#### [GOAL]
Write out, please, the line containing "point: the man's neck, center" together with all lines after it, up to and including the last one, with no other output.

[start]

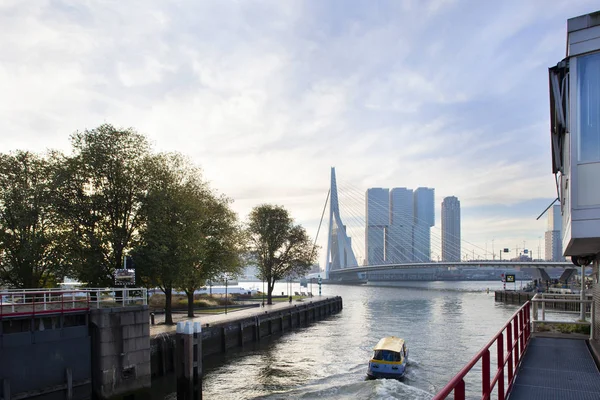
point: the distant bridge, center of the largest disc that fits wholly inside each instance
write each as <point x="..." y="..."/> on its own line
<point x="463" y="264"/>
<point x="447" y="270"/>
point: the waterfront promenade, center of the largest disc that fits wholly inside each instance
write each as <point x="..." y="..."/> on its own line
<point x="231" y="316"/>
<point x="557" y="368"/>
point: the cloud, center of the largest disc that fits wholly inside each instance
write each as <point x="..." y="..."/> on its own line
<point x="267" y="95"/>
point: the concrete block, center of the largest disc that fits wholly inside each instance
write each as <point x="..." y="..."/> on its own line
<point x="109" y="349"/>
<point x="109" y="362"/>
<point x="128" y="318"/>
<point x="143" y="370"/>
<point x="100" y="318"/>
<point x="108" y="377"/>
<point x="132" y="331"/>
<point x="146" y="330"/>
<point x="142" y="343"/>
<point x="142" y="317"/>
<point x="129" y="345"/>
<point x="137" y="357"/>
<point x="106" y="335"/>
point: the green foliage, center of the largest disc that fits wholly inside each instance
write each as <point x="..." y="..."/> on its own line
<point x="277" y="246"/>
<point x="189" y="233"/>
<point x="101" y="186"/>
<point x="77" y="215"/>
<point x="31" y="234"/>
<point x="572" y="328"/>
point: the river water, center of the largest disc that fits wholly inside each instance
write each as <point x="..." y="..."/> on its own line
<point x="444" y="324"/>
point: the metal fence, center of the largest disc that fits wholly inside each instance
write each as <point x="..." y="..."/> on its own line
<point x="24" y="302"/>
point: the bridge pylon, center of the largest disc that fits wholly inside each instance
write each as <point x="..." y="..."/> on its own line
<point x="339" y="245"/>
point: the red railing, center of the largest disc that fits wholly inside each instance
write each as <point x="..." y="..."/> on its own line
<point x="27" y="302"/>
<point x="518" y="332"/>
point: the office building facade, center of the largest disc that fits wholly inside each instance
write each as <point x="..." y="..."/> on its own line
<point x="400" y="231"/>
<point x="451" y="229"/>
<point x="424" y="219"/>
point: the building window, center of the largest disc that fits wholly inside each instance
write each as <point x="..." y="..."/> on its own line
<point x="588" y="71"/>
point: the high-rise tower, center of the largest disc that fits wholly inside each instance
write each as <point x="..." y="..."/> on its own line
<point x="450" y="229"/>
<point x="553" y="237"/>
<point x="399" y="233"/>
<point x="377" y="222"/>
<point x="424" y="219"/>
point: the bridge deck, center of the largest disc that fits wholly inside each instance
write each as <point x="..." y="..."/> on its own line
<point x="556" y="368"/>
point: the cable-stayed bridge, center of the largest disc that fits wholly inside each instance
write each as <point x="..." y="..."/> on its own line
<point x="346" y="255"/>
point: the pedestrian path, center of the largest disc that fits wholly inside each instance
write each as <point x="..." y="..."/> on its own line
<point x="160" y="328"/>
<point x="557" y="369"/>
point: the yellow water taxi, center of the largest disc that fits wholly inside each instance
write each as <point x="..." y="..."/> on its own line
<point x="389" y="358"/>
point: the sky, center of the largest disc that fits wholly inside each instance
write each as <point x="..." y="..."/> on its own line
<point x="267" y="96"/>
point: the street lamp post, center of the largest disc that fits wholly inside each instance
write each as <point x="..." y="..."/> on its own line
<point x="225" y="294"/>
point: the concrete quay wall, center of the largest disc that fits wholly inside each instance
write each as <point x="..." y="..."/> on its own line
<point x="120" y="352"/>
<point x="218" y="338"/>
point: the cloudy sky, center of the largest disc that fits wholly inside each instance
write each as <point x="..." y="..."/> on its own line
<point x="266" y="96"/>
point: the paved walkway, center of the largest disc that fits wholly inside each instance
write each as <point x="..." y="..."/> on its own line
<point x="156" y="330"/>
<point x="555" y="369"/>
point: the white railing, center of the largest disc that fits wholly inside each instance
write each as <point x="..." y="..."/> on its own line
<point x="539" y="304"/>
<point x="21" y="302"/>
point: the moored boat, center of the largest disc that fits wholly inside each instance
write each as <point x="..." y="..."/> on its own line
<point x="389" y="358"/>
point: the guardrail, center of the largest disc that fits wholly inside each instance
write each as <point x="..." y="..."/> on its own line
<point x="517" y="332"/>
<point x="567" y="300"/>
<point x="24" y="302"/>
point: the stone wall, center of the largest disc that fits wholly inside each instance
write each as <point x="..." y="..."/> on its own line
<point x="45" y="357"/>
<point x="220" y="338"/>
<point x="120" y="351"/>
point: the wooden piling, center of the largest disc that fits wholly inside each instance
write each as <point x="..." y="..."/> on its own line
<point x="189" y="362"/>
<point x="6" y="388"/>
<point x="69" y="375"/>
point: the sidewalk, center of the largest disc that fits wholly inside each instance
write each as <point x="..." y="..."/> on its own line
<point x="156" y="330"/>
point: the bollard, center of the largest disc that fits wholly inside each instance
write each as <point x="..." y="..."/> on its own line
<point x="198" y="358"/>
<point x="6" y="391"/>
<point x="186" y="369"/>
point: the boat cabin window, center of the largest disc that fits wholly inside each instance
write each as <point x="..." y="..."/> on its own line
<point x="387" y="355"/>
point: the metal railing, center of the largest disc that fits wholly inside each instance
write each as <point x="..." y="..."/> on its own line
<point x="539" y="304"/>
<point x="25" y="302"/>
<point x="517" y="332"/>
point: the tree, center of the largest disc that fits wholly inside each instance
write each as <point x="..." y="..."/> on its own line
<point x="188" y="232"/>
<point x="218" y="245"/>
<point x="31" y="234"/>
<point x="277" y="246"/>
<point x="101" y="186"/>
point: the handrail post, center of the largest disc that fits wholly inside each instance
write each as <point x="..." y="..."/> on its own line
<point x="515" y="346"/>
<point x="543" y="309"/>
<point x="459" y="390"/>
<point x="500" y="355"/>
<point x="528" y="322"/>
<point x="509" y="350"/>
<point x="592" y="320"/>
<point x="485" y="373"/>
<point x="521" y="331"/>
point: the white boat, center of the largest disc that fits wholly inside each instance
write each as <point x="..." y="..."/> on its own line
<point x="389" y="358"/>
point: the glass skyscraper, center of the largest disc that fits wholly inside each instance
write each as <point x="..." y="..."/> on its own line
<point x="450" y="229"/>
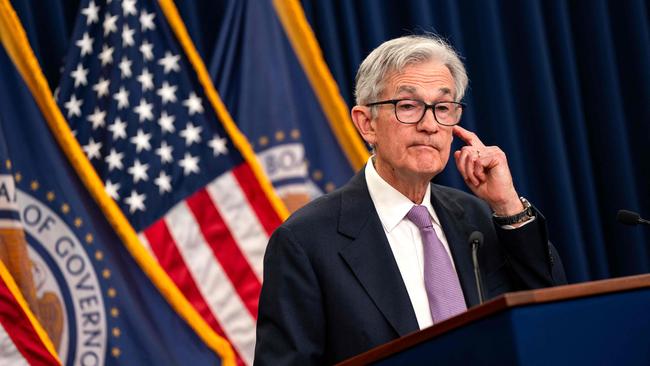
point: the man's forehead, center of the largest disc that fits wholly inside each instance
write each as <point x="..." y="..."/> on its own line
<point x="411" y="89"/>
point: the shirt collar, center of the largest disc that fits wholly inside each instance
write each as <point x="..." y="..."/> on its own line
<point x="391" y="205"/>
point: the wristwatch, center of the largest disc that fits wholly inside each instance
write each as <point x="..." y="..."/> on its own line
<point x="522" y="216"/>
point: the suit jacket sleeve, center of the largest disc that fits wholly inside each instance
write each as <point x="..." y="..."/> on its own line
<point x="286" y="333"/>
<point x="533" y="259"/>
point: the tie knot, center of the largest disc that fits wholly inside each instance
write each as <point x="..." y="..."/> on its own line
<point x="419" y="215"/>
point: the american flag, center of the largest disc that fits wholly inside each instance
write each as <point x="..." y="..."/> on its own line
<point x="135" y="105"/>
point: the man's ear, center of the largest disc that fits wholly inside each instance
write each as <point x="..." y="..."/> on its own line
<point x="362" y="118"/>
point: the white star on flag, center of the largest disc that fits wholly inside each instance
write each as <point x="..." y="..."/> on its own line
<point x="122" y="98"/>
<point x="86" y="44"/>
<point x="97" y="118"/>
<point x="118" y="128"/>
<point x="165" y="152"/>
<point x="125" y="67"/>
<point x="170" y="62"/>
<point x="109" y="24"/>
<point x="128" y="7"/>
<point x="101" y="88"/>
<point x="114" y="160"/>
<point x="127" y="36"/>
<point x="163" y="182"/>
<point x="106" y="56"/>
<point x="191" y="133"/>
<point x="146" y="49"/>
<point x="141" y="141"/>
<point x="91" y="13"/>
<point x="218" y="145"/>
<point x="166" y="122"/>
<point x="79" y="75"/>
<point x="144" y="110"/>
<point x="135" y="201"/>
<point x="146" y="21"/>
<point x="73" y="106"/>
<point x="138" y="171"/>
<point x="146" y="79"/>
<point x="190" y="164"/>
<point x="92" y="149"/>
<point x="193" y="104"/>
<point x="112" y="188"/>
<point x="167" y="93"/>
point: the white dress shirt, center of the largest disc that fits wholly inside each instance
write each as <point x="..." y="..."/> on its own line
<point x="404" y="238"/>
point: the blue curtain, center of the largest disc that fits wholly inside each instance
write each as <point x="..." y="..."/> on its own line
<point x="563" y="87"/>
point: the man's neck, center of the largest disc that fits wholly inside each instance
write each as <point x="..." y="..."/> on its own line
<point x="414" y="187"/>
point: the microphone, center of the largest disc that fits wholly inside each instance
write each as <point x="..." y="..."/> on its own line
<point x="475" y="240"/>
<point x="630" y="218"/>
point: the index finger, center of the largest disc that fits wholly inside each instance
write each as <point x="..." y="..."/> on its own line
<point x="469" y="137"/>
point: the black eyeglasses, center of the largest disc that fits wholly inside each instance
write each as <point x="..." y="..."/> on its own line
<point x="411" y="111"/>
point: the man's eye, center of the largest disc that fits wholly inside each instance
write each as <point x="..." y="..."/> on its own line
<point x="442" y="108"/>
<point x="406" y="106"/>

[end]

#### [EXERCISE OUTPUT]
point: the man's neck, center of the largest disc that fits wholly inside each instance
write each as <point x="..." y="..."/> on its own line
<point x="414" y="187"/>
point: the microphone, center of the largest disc that fits wholly inside each instance
write each as <point x="..." y="..."/> on its own line
<point x="475" y="240"/>
<point x="630" y="218"/>
point: the index finger, center of the largest disc that fits wholly inside each instance
write each as <point x="..." y="..."/> on its own line
<point x="469" y="137"/>
point: the black eyeglasses, center of the largest disc that fits wholly inside each instance
write each as <point x="..." y="..."/> on its own line
<point x="411" y="111"/>
point: the man's eye, center of the largest disc that fits wholly inside each instance
write each as <point x="..." y="..."/> on its own line
<point x="442" y="108"/>
<point x="406" y="106"/>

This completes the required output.